Te caes y de golpe la realidad pura y dura entra en tu vida. Siempre ha estado ahí, otras veces la has vivido, pero tus sueños la han ido diluyendo. Construimos mundos amables, nos relacionamos desde el aprecio o cariño, soñamos sueños de amor que nos den cobijo. Vamos así de alguna forma juntos protegiéndonos.
Pero te caes y en ese instante eres totalmente consciente de la realidad real sin miramientos; despiertas de golpe del sueño y te sabes sola y pequeña, indefensa, dolida y tirada en el suelo. Es un segundo. Soñabas hace un momento, alada y airosa, animándote a seguir con pie seguro la ruta de tu camino. En él están los tuyos formando parte del grueso de tus sueños.
Somos solos y al caer esa verdad te deja contra el suelo. Pero te alzas -cuántas veces ya lo has hecho- te recompones peluca y postizos, coges del alma los pedazos bien chicos y pides un taxi, mientras la sangre cálida rezuma desde la herida abierta de tu cuerpo.
Lentamente asumes tu papel de nuevo, aunque maltrecho, y rehaces los datos de tu personalidad, aquello que te ha definido para no sentirte demasiado lejos o perdido. Te reafirmas así nada más llegar al hospital con tu carnet de identidad. Eres de nuevo.
Te fichan y esperas como un saco pesado entre otros muchos sacos que en silencio aguardan a ser también nombrados, recompuestos...y al oir tu nombre e iniciar la cura, sabes que poco a poco te reharás del susto y su amargura, que poco a poco el dolor remitirá y que podrás volver a ser aquélla con la que hilabas sueño de amor y que es básico seguir haciéndolo.
Pero sabes también que ya nunca más serán lo mismo.
Sabes, por fin, que el golpe era salvífico, necesario y a la vez auténtico.
Y agradeces esta oportunidad única de entrar en uno mismo y deshacer tus sueños.

▸ Listado proporcionado:

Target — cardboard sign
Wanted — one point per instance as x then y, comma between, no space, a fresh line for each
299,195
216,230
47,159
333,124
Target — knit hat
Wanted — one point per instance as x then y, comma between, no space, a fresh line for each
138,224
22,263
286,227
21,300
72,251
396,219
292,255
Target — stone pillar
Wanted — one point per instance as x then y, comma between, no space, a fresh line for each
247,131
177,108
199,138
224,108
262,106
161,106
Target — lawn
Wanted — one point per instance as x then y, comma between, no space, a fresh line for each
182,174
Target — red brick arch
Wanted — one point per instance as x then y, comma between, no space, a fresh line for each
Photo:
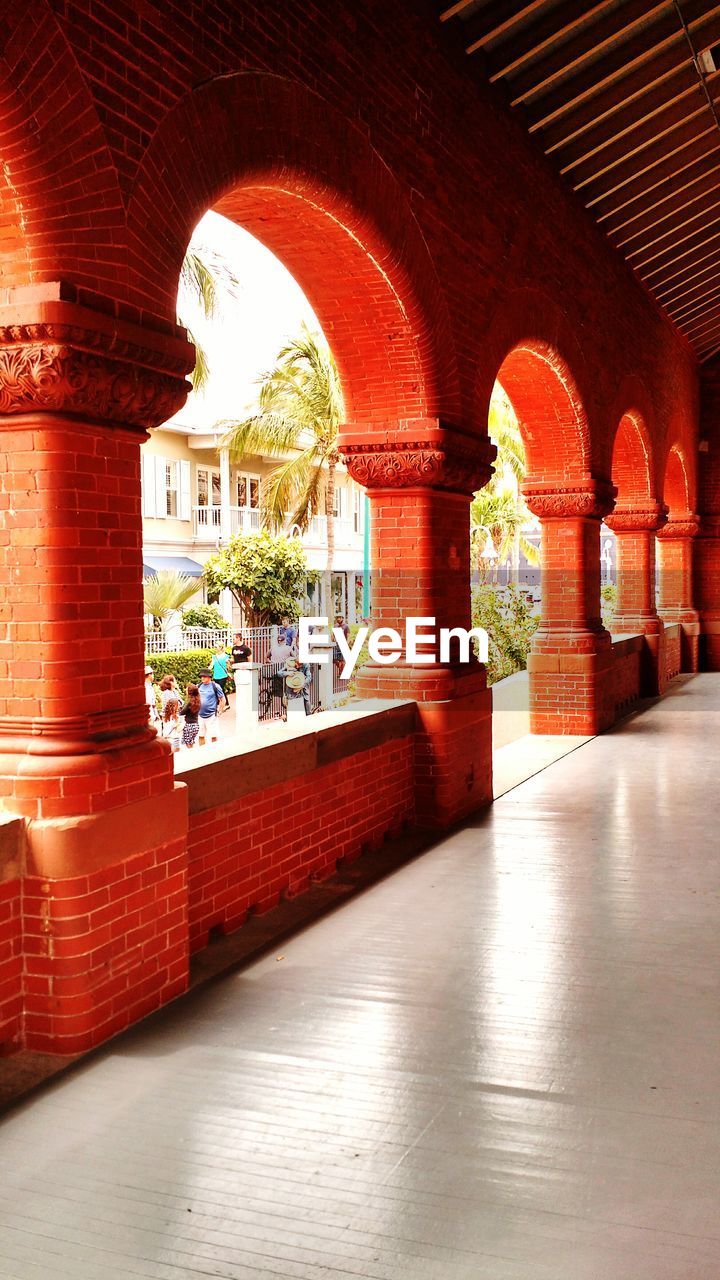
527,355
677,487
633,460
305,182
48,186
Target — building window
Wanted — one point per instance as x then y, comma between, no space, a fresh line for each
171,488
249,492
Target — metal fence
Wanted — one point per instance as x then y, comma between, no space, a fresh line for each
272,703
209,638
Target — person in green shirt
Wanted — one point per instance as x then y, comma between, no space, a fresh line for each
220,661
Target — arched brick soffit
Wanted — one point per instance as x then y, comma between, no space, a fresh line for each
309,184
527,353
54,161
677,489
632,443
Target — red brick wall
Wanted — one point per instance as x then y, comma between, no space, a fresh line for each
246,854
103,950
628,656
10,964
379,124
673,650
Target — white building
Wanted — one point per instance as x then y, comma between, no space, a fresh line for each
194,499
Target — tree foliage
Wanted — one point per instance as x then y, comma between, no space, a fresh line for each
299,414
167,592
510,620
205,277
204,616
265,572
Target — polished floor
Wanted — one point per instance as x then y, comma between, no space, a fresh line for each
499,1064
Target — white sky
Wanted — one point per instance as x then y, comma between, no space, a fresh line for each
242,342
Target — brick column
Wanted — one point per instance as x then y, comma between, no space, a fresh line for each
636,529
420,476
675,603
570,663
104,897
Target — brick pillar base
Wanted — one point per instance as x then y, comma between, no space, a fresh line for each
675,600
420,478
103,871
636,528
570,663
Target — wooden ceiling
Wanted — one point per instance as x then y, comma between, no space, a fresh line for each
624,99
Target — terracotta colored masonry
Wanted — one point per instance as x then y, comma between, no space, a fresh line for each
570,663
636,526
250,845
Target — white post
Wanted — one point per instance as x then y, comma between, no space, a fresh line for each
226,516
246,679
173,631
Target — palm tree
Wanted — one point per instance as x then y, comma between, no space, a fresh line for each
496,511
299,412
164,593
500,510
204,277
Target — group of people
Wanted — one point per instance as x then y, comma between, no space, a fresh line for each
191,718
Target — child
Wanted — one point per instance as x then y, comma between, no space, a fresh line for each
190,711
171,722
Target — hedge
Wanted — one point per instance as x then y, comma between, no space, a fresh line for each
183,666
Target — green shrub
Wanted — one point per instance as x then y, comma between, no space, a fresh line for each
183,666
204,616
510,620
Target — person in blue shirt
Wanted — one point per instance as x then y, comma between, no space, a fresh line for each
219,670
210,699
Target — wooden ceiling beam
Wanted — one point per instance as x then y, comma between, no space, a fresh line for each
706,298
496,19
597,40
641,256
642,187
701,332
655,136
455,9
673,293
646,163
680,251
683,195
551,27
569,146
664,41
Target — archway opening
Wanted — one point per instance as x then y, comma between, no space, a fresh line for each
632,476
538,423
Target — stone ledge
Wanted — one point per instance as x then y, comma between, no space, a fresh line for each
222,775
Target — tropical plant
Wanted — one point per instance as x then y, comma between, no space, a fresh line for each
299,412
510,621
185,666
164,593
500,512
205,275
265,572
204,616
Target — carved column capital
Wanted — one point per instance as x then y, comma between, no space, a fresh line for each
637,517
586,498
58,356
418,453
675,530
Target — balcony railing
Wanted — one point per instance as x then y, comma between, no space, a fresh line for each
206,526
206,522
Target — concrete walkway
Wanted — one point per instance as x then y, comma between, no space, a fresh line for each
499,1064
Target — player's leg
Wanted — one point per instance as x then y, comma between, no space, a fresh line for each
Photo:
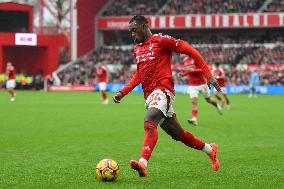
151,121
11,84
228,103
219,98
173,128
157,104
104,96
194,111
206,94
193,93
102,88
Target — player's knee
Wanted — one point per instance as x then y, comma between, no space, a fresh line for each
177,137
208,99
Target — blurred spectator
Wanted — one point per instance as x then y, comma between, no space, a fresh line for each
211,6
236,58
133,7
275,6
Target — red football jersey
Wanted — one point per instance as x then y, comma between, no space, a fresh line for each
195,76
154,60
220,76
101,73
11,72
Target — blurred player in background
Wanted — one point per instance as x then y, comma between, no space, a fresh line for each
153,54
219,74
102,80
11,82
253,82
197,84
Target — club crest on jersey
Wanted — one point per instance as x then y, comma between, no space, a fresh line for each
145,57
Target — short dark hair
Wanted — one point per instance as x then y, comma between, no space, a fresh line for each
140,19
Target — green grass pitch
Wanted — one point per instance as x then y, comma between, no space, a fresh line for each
--
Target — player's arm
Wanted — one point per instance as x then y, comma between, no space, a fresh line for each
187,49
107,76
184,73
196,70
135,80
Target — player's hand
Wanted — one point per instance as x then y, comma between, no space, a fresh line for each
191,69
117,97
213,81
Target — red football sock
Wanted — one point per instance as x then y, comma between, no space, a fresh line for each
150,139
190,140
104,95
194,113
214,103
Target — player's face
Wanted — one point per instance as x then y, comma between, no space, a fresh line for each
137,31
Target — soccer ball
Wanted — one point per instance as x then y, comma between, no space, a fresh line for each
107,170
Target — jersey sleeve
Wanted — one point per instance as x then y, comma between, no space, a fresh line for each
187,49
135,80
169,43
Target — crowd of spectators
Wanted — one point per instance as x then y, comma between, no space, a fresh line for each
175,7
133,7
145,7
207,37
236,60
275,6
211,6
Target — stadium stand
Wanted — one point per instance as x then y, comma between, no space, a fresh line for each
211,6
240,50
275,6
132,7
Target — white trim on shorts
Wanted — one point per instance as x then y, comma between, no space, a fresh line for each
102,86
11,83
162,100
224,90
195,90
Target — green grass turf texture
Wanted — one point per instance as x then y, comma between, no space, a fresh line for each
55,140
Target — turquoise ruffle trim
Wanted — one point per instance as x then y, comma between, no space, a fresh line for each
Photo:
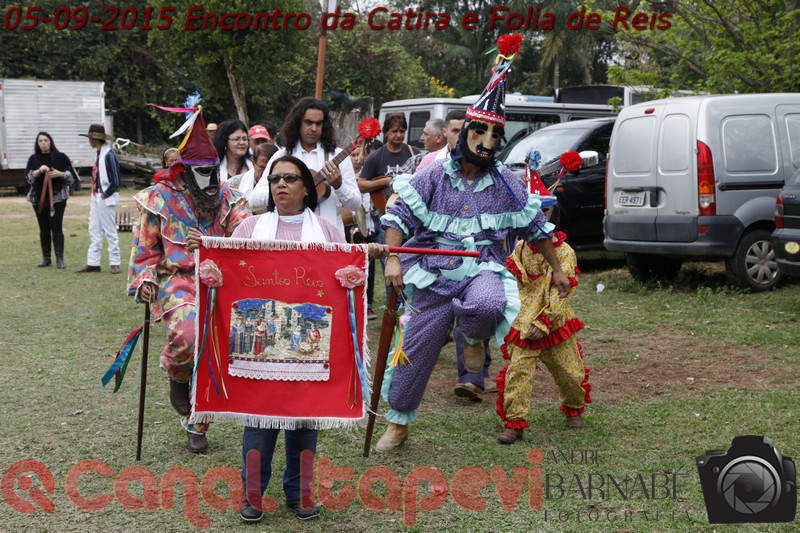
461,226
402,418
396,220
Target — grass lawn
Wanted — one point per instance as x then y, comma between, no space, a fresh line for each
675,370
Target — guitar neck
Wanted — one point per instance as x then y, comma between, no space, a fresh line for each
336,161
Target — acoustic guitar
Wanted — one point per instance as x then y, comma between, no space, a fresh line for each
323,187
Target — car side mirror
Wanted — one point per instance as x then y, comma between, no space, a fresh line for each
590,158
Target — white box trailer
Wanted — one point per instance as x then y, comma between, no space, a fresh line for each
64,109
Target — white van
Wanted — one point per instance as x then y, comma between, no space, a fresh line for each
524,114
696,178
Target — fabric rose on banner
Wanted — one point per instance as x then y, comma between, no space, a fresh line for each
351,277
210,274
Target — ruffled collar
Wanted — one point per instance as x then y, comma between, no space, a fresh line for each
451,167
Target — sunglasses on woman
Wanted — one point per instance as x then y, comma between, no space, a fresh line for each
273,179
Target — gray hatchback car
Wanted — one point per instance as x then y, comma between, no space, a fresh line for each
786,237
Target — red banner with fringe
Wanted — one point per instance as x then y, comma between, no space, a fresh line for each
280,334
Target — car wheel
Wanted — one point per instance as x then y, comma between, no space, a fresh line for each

▸ Tarea:
Indica, según el texto, con qué se reafirma quien acaba de caerse nada más llegar al hospital. No es necesario consultar el listado.

▸ Tu solución:
Con su carnet de identidad.